=== Excerpted passage ===
I have one every year or two, if I have a craving. Last was 4 months ago, when I read about the Korean version, and wanted to see what it was like.

People told me in Hong Kong that many of the young people there prefer instant noodles over the incredible chewy Cantonese noodles that are served in a lot of places. I am still flabbergasted. Some days, I'd about kill to be able to just walk down the street and into Mak An Kee, thinking "shrimp wonton, or tendon today?" the way that Hong Kong'ers can.
 
Lots of brands to try that aren't the typical nissin or maruchan that is commonly found in american supermarkets. Those suck, both broth and noodles.

I'm starting to see Nongshim (Korean) brand at Safeway though as well as A-sha (taiwan). A-sha (which makes the Momofuku instant noodles too BTW) use air-dried noodles vs the standard deep-fried. People tend to mention nongshim Shin ramyun or Shin Black, but I don't like them, and not worth the price premium. Nissin Raoh line isn't bad. Unfortunately there are too many Asian brands and versions to go through.

If I could only pick one, I would go with Nongshim Neoguri seafood udon. Been eating that since a kid
 
Jongga is another Korean brand.
Jongga Kimchi ramen is good--and comes with a pouch of actual kimchi.
Use all the kimchi, half the flavor powder, add sesame oil and Worcestershire. Good stuff.

=== Listing of named-object pointing ===
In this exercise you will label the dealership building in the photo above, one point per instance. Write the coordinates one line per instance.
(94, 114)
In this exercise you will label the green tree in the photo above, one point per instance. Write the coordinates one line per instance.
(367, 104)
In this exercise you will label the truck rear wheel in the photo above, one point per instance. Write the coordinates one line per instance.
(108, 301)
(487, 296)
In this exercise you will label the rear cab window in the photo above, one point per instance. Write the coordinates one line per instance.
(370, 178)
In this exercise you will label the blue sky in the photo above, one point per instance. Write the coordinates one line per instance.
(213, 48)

=== To-do list ===
A - List the ingredients that the passage on instant noodles says to use when making Jongga Kimchi ramen.
B - Rewrite the entire named-object pointing listing, substituting "task" for "exercise" wherever it occurs and leaving everything else unchanged.
The passage on instant noodles and the listing are unrelated to each other.

=== Solutions to the problems ===
A -
- All the kimchi
- Half the flavor powder
- Sesame oil
- Worcestershire

B -
In this task you will label the dealership building in the photo above, one point per instance. Write the coordinates one line per instance.
(94, 114)
In this task you will label the green tree in the photo above, one point per instance. Write the coordinates one line per instance.
(367, 104)
In this task you will label the truck rear wheel in the photo above, one point per instance. Write the coordinates one line per instance.
(108, 301)
(487, 296)
In this task you will label the rear cab window in the photo above, one point per instance. Write the coordinates one line per instance.
(370, 178)
In this task you will label the blue sky in the photo above, one point per instance. Write the coordinates one line per instance.
(213, 48)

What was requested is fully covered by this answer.